Os ciclistas estão seguros?

Ciclistas homenageiam bióloga atropelada na Avenida Paulista.

Acidentes envolvendo ciclistas assombram a mídia, mas o fato é que mortes diminuíram. A insegurança no trânsito, contudo, persiste.

Só em março, dois acidentes mortais envolvendo ciclistas chamaram a atenção da sociedade. No dia 2, a bióloga Juliana Ingrid Dias, 33 anos, trafegava de bicicleta pela Avenida Paulista quando foi fechada por um ônibus e atropelada por outro. Duas semanas depois, o ajudante de caminhão Wanderson Pereira dos Santos, 30 anos, pedalava na Rodovia Washington Luís quando foi atropelado pela Mercedes de Thor Batista, filho de um dos homens mais ricos do mundo. Mortes de ciclistas no trânsito se tornaram comuns no noticiário nacional, dando a impressão de um aumento considerável de acidentes com bicicletas e trazendo à tona a discussão sobre a segurança do uso da bicicleta nas grandes cidades. Os centros urbanos estariam preparados para este tipo de transporte?

**ENUNCIADO:**
Responda às perguntas com base no texto sobre ciclistas:
1. Segundo o texto sobre ciclistas, o que aconteceu com as mortes de ciclistas?
2. Por qual avenida trafegava de bicicleta a bióloga Juliana Ingrid Dias?
3. Em qual rodovia pedalava Wanderson Pereira dos Santos quando foi atropelado?
As linhas abaixo não têm relação com o texto sobre ciclistas.

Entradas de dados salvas
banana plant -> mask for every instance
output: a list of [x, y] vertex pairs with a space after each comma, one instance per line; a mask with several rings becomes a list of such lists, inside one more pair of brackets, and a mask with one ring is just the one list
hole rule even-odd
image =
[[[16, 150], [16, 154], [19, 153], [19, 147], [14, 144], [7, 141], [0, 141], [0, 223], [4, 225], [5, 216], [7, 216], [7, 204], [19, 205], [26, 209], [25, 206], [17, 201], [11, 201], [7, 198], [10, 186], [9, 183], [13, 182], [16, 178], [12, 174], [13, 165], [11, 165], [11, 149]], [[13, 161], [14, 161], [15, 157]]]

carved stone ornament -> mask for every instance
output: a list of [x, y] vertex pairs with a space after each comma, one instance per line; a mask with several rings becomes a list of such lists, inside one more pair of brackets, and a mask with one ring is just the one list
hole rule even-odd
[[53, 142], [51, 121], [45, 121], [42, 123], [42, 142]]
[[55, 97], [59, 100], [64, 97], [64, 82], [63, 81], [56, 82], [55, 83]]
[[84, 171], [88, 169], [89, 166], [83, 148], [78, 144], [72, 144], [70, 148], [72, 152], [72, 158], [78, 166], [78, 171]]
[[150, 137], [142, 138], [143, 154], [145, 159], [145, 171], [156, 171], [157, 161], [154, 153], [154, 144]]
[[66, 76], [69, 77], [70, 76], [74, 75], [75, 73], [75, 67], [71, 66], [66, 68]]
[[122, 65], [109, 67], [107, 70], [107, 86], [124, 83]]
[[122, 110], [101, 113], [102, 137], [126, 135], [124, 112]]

**RESPOSTA:**
1. As mortes diminuíram.
2. Pela Avenida Paulista.
3. Na Rodovia Washington Luís.